> _AIM OF THE EXERCISE_
Search the data below for the line containing "would you mind locating the door hinge", then please set down that line and all remaining ones exactly as written.

> _GIVEN ENTRIES_
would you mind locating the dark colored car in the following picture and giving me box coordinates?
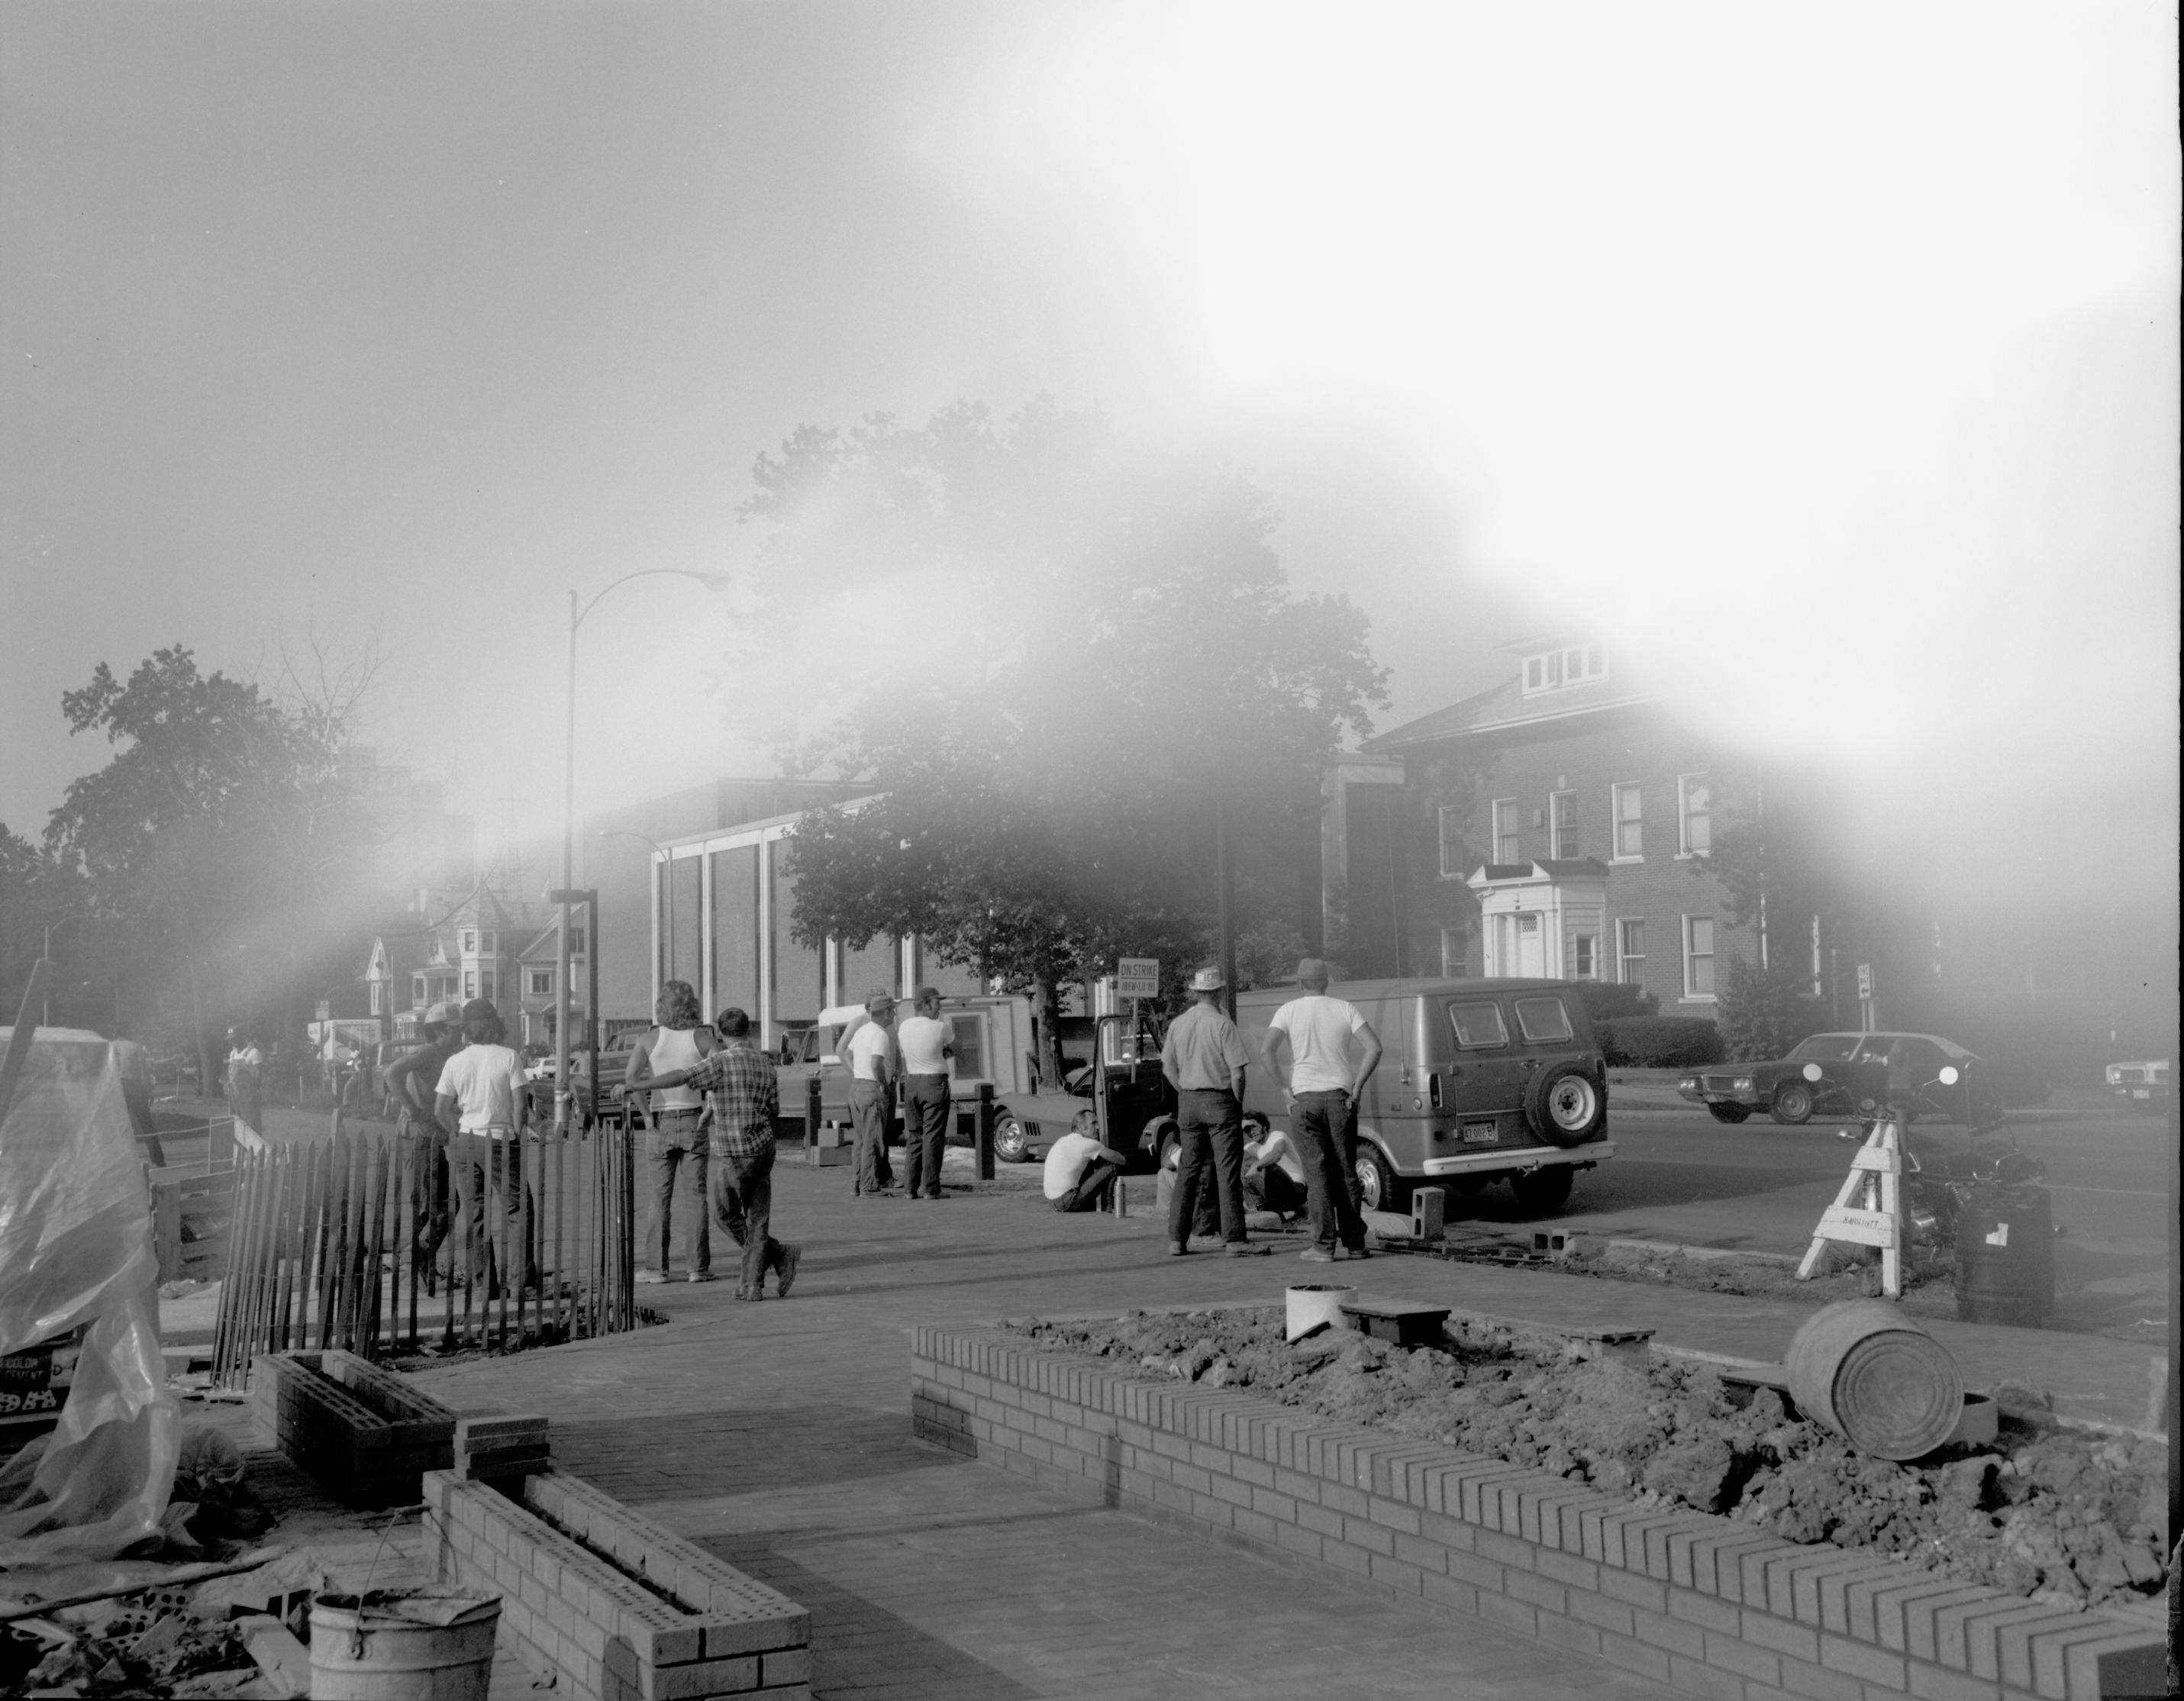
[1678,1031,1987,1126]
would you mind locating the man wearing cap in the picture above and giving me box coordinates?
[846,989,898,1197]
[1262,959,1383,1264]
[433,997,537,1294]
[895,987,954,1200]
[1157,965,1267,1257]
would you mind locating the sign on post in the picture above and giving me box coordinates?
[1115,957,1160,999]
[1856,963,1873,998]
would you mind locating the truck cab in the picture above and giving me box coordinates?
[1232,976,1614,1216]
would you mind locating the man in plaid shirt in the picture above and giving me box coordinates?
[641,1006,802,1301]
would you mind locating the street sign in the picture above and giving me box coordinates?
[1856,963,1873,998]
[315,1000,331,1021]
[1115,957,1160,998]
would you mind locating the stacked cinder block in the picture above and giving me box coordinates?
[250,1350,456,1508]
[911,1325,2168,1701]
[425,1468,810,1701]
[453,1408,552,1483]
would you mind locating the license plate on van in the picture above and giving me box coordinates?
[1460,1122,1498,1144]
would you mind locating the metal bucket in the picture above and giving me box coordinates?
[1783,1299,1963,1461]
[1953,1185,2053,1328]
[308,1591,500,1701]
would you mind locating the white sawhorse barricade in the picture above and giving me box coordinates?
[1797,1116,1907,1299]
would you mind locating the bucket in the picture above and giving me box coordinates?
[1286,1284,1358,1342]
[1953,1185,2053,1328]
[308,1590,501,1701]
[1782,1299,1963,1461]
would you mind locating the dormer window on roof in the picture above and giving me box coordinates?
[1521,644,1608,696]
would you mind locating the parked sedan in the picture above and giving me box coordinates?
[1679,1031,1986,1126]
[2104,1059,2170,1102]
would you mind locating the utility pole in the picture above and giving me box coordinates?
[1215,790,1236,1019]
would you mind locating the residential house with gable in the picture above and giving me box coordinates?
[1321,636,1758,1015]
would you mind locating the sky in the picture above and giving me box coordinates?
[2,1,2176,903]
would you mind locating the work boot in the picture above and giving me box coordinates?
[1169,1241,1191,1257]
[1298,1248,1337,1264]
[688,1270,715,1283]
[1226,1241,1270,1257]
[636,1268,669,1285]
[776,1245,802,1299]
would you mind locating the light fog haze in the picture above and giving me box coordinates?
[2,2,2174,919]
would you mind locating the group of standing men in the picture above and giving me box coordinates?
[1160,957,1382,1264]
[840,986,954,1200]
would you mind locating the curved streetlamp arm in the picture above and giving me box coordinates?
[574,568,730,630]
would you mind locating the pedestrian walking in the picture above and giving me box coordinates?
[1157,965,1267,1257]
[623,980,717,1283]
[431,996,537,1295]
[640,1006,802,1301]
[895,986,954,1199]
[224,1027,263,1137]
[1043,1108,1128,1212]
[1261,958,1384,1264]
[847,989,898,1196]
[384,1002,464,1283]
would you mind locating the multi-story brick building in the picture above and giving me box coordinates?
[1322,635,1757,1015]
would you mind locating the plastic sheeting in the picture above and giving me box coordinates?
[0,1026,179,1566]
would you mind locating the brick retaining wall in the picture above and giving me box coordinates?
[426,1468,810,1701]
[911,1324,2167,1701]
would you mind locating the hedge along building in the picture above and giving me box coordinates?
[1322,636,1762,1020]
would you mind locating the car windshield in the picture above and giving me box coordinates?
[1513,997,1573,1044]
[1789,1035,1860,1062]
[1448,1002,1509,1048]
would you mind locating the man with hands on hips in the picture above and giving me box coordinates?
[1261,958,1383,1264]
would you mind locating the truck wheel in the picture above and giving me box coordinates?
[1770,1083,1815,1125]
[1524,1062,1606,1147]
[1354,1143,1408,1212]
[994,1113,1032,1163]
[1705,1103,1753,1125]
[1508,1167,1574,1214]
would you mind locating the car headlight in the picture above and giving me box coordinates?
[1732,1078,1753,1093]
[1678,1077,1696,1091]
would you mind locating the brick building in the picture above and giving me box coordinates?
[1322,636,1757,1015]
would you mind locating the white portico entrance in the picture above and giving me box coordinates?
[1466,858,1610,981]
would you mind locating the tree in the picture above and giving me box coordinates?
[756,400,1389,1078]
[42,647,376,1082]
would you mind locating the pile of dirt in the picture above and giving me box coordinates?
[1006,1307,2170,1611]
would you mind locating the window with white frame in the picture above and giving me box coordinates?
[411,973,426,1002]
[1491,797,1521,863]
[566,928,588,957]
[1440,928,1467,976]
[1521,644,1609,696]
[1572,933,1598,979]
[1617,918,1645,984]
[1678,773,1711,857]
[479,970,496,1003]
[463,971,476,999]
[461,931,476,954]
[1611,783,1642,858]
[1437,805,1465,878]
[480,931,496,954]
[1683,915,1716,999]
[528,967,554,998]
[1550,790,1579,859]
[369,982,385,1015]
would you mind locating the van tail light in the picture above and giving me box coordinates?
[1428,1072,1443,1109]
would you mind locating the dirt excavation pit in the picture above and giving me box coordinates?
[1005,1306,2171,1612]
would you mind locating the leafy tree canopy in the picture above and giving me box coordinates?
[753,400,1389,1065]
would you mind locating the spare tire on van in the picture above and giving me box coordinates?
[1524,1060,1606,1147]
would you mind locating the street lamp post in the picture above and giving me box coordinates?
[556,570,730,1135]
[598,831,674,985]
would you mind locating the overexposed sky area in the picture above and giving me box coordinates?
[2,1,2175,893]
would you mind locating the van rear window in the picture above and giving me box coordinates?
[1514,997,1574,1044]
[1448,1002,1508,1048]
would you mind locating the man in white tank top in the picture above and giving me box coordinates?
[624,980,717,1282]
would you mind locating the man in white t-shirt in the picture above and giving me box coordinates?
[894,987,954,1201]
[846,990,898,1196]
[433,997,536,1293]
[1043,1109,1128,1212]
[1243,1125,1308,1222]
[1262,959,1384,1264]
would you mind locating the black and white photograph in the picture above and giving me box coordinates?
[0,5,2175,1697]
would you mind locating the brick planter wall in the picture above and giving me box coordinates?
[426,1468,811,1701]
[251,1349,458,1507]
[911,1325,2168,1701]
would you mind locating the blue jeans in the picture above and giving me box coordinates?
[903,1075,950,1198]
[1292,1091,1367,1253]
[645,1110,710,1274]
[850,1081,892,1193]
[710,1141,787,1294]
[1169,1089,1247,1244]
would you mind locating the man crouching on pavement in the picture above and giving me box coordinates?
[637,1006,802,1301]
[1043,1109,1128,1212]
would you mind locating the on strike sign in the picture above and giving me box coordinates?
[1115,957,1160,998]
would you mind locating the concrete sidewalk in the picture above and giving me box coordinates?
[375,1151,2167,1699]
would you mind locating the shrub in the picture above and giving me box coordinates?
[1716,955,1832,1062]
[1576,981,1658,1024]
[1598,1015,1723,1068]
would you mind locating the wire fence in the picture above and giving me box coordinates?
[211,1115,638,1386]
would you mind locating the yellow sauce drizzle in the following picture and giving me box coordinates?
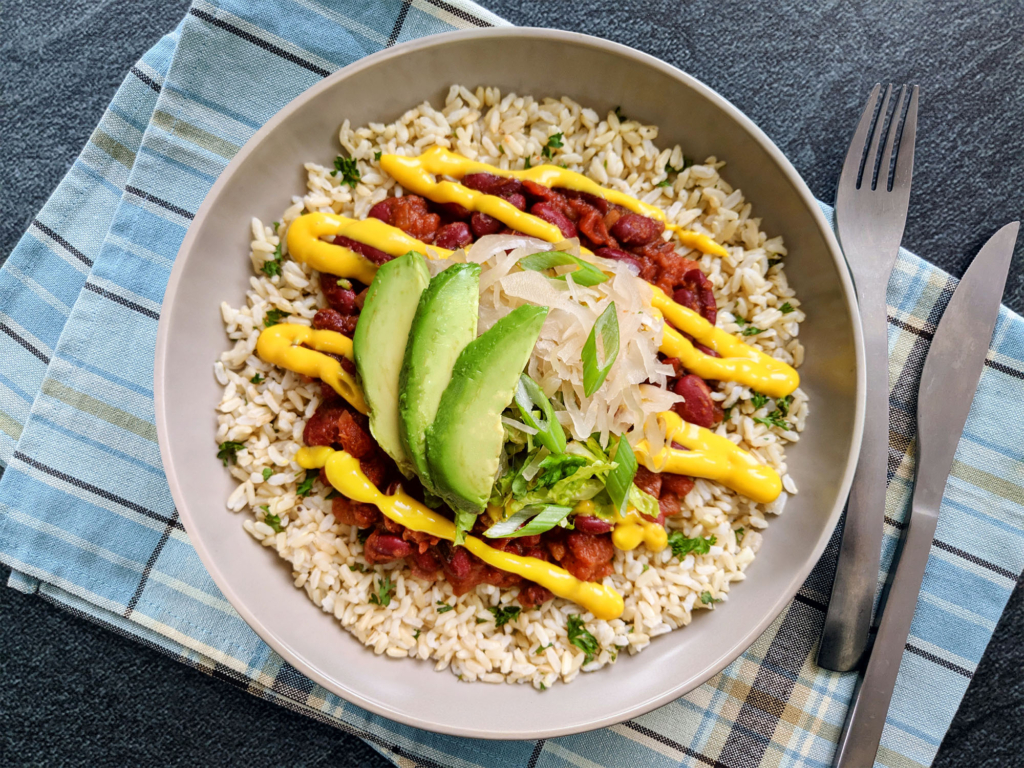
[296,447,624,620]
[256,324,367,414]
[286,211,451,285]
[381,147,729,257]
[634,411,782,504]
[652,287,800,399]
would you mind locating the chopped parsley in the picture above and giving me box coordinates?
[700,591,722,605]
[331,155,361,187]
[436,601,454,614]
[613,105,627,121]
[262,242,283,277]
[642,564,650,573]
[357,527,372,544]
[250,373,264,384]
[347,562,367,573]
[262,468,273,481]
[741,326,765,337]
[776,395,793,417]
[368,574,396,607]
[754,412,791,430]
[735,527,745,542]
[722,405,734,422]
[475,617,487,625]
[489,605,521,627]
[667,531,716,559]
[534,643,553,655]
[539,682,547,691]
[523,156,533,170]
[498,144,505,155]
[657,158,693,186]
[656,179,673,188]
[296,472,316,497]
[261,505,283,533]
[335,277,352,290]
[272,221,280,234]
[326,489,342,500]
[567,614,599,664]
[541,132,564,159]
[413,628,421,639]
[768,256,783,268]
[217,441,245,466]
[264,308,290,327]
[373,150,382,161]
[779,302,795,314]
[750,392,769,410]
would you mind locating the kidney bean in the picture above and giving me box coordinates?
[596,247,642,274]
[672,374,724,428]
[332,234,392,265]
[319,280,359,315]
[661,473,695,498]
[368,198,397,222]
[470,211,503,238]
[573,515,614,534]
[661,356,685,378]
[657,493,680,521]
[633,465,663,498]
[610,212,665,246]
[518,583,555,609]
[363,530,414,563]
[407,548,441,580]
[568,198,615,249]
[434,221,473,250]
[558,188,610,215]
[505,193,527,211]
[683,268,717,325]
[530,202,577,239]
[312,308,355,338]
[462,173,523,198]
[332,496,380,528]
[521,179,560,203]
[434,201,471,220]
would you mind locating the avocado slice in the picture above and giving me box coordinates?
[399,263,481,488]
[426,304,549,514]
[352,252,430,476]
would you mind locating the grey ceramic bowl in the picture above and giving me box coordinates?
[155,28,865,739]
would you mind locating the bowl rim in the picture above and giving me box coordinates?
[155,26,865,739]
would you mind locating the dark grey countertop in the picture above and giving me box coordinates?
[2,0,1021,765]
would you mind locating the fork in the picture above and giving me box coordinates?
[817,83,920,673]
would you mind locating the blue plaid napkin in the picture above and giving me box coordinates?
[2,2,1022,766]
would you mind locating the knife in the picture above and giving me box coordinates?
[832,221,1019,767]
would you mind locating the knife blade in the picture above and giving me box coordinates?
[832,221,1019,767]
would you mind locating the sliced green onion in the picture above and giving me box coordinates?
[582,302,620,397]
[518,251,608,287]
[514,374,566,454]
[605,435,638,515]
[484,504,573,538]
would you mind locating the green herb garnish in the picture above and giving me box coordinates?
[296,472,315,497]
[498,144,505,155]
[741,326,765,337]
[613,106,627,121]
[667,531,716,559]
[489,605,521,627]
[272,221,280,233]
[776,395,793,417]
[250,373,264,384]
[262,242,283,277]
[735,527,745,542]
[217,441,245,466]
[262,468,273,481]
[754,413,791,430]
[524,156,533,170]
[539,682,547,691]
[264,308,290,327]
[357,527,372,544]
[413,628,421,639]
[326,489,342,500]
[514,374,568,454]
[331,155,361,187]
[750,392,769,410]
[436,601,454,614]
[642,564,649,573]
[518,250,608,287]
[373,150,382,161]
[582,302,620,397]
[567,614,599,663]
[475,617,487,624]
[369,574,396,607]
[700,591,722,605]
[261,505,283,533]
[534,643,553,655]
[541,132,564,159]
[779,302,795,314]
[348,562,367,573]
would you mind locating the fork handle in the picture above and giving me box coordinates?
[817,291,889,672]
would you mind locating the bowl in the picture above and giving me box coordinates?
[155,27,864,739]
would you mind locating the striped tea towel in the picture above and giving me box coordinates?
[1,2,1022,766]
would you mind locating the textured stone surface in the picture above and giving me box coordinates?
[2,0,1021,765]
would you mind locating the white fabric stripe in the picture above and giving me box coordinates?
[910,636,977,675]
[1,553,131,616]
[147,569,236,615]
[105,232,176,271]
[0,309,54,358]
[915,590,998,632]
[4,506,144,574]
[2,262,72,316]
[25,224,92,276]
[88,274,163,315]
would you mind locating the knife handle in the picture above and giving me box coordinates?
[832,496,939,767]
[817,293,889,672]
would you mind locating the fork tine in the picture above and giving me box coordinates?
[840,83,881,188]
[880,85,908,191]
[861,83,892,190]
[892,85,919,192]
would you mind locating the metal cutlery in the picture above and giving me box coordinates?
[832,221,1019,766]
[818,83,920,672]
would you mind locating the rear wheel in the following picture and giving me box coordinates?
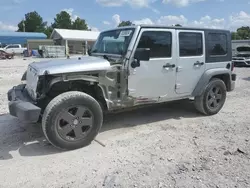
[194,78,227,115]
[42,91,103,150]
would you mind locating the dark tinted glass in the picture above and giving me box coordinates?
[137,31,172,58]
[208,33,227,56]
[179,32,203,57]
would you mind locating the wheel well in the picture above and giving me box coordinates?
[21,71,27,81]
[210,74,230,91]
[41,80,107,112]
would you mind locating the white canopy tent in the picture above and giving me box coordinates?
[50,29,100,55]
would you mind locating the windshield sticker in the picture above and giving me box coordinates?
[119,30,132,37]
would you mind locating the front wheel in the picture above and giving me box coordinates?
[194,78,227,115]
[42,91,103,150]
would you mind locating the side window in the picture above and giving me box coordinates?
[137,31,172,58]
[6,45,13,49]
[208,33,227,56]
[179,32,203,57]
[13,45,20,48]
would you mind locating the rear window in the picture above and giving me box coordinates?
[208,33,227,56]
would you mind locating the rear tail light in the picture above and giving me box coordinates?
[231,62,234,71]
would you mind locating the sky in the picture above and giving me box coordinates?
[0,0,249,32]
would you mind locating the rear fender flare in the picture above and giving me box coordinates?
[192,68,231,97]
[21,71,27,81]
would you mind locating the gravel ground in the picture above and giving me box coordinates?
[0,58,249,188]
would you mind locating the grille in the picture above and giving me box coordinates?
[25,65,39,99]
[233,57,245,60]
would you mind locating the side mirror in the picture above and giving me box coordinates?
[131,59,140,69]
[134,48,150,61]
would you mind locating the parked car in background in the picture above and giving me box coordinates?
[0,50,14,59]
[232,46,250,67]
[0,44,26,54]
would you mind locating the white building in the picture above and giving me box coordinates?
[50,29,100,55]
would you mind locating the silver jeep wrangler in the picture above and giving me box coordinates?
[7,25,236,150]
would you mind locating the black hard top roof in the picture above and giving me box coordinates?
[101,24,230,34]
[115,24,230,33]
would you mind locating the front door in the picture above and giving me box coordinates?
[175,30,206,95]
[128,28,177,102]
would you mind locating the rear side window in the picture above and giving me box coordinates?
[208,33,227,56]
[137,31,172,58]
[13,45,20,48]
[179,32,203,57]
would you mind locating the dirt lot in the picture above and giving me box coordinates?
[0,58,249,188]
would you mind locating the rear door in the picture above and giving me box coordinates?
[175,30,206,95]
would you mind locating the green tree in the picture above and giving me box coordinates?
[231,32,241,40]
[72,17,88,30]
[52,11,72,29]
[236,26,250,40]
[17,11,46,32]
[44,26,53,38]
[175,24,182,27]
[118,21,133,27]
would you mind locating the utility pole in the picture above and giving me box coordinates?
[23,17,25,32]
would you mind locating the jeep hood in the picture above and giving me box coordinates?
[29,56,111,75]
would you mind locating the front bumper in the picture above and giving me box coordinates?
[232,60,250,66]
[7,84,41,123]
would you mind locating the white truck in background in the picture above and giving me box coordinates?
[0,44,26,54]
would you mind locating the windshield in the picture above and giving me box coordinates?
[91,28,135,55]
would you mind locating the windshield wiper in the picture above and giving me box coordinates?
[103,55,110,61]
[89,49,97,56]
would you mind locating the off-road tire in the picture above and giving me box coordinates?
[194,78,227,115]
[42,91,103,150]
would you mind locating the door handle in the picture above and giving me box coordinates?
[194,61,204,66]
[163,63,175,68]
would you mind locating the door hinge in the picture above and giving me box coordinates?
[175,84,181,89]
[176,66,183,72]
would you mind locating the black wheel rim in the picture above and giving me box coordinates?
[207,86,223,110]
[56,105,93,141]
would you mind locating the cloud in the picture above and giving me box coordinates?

> _RESPONSE AREA_
would you mind locating the door hinge in the picture above and giving me box coordinates?
[175,84,181,89]
[176,66,183,72]
would you mind locating the black wheel rim in the picture above and giving me box coordinates?
[207,86,223,110]
[56,105,93,141]
would you mind locating the cloud in the picture above and giving me box coordinates?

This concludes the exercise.